PROBLEM DETAILS: A line belongs in the answer if it contains "Indicate"; copy every such line from the entries below.

MATERIAL TO PROCESS:
***
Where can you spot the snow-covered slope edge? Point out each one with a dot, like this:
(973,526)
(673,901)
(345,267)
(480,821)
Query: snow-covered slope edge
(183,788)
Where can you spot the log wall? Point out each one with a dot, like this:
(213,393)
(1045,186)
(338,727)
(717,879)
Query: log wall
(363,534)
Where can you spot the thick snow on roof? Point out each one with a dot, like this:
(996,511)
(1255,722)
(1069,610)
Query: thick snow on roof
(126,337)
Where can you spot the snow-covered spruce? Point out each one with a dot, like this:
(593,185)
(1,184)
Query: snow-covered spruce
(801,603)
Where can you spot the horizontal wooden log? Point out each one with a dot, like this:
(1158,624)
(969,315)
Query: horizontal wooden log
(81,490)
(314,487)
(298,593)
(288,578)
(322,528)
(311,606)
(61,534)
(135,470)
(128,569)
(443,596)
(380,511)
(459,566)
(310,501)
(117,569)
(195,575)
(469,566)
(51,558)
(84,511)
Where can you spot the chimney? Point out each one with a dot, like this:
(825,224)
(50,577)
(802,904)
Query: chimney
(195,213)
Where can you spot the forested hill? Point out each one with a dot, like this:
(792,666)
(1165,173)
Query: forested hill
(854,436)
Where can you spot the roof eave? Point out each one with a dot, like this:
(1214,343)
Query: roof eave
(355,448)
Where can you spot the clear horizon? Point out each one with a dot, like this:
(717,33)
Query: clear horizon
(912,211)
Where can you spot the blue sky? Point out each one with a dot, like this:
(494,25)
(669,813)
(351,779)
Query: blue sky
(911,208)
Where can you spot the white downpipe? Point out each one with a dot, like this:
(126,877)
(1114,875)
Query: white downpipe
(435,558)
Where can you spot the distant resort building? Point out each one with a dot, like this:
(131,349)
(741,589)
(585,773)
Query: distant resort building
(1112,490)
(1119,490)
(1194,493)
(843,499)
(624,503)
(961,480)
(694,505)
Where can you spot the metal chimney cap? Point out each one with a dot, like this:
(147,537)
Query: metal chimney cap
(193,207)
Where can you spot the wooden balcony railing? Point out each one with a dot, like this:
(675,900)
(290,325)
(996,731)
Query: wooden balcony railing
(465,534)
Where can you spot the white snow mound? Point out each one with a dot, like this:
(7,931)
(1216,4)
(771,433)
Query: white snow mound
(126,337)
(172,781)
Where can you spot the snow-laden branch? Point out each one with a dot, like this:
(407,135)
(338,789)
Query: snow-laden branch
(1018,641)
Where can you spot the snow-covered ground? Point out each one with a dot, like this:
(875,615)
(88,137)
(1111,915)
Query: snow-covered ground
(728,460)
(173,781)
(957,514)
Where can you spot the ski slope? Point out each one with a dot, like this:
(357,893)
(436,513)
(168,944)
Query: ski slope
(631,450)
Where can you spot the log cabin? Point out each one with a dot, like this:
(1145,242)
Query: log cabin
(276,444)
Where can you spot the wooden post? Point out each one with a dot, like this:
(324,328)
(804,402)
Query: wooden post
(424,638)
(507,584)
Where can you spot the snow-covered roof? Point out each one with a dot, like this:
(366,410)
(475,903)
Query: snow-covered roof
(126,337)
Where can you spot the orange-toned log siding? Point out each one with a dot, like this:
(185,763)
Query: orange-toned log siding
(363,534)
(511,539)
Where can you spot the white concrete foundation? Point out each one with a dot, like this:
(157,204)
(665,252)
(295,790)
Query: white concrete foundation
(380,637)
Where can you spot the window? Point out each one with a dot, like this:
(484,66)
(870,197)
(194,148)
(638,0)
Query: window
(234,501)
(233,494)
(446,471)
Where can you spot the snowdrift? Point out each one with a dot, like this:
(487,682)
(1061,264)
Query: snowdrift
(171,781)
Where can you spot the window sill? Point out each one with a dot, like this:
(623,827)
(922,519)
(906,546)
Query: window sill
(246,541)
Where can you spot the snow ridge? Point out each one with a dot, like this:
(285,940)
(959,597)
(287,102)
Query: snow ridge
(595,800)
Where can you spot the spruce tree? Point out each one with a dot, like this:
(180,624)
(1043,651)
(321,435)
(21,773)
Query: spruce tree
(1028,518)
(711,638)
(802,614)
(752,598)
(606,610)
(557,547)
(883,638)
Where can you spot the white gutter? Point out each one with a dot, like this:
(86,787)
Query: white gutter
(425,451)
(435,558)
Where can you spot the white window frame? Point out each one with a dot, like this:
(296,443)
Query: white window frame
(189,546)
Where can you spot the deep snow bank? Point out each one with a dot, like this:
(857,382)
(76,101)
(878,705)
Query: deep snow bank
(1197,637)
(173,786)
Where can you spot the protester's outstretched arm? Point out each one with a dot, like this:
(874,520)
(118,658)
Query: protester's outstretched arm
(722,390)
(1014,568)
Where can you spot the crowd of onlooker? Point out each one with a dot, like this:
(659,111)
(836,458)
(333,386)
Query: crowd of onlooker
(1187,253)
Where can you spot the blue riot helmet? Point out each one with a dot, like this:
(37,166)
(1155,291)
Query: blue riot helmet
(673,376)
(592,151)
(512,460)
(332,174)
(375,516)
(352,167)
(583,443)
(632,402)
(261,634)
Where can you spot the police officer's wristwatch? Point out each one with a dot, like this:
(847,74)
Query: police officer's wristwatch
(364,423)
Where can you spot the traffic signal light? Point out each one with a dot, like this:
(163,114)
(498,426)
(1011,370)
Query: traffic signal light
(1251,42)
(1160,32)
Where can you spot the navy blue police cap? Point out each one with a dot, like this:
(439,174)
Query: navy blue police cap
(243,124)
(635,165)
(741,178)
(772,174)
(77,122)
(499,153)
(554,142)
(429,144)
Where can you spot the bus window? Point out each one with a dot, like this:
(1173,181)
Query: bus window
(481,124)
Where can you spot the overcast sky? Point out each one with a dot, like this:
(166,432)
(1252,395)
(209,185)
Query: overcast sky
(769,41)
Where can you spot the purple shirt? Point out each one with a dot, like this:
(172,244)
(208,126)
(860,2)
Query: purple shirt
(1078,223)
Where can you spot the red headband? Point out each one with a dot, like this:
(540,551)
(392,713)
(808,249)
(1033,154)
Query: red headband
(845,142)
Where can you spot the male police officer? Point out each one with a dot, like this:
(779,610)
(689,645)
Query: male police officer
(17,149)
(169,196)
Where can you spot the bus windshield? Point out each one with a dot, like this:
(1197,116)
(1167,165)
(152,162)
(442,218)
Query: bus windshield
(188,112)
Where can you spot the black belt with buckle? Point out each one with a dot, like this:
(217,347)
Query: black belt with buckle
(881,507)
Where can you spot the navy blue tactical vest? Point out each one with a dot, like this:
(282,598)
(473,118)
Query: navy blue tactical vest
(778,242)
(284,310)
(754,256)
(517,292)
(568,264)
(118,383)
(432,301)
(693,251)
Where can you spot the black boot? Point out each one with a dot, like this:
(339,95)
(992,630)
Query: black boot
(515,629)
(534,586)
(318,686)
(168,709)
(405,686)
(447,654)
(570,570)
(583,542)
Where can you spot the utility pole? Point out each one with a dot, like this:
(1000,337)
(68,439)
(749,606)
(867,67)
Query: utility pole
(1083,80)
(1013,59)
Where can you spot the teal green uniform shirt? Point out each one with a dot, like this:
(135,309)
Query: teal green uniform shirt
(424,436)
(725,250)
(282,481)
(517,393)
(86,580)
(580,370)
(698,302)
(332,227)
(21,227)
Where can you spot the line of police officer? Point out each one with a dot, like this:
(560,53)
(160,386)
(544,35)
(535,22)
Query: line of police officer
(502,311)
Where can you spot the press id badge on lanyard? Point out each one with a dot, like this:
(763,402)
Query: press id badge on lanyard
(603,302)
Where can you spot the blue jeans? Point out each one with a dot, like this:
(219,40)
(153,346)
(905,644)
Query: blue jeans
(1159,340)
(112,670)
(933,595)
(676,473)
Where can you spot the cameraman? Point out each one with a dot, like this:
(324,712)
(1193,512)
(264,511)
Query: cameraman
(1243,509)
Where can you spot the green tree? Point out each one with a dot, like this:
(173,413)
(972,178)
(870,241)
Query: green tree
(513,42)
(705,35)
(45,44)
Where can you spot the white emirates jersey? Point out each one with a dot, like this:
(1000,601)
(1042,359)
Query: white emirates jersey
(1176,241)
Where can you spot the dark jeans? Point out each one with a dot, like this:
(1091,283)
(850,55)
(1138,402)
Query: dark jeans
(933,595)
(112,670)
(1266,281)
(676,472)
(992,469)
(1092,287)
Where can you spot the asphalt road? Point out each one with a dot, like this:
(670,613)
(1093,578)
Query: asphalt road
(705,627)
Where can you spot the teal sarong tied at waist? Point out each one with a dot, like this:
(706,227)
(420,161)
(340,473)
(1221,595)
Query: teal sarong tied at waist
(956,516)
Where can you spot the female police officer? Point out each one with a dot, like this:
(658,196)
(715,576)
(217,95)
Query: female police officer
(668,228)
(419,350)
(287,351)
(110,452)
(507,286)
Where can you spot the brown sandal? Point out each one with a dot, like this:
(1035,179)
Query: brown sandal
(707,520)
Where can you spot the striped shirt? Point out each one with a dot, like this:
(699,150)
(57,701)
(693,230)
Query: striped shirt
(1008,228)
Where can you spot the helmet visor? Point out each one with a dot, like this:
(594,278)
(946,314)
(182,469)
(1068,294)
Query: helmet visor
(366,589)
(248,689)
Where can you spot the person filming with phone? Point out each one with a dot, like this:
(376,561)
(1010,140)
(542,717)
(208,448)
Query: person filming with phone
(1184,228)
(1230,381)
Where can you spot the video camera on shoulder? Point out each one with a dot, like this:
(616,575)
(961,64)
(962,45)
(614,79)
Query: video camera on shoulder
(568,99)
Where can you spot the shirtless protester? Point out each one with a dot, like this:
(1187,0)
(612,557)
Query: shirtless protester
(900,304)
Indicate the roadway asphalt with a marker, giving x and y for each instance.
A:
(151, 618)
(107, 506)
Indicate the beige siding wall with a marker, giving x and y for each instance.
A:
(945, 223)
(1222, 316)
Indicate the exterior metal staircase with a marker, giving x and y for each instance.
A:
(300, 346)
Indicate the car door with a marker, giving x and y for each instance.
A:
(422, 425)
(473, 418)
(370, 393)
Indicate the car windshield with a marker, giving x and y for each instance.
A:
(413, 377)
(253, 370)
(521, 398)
***
TASK RESULT:
Indicate the roadway asphalt with a marker, giving x and y for each instance.
Indicate the beige siding wall with a marker, giving x and y for each instance.
Indicate the exterior metal staircase with a marker, giving x and y for each instance.
Indicate the car door with a marker, giving x and y for each instance.
Indicate the car windshield with a marker, giving x and y for each instance.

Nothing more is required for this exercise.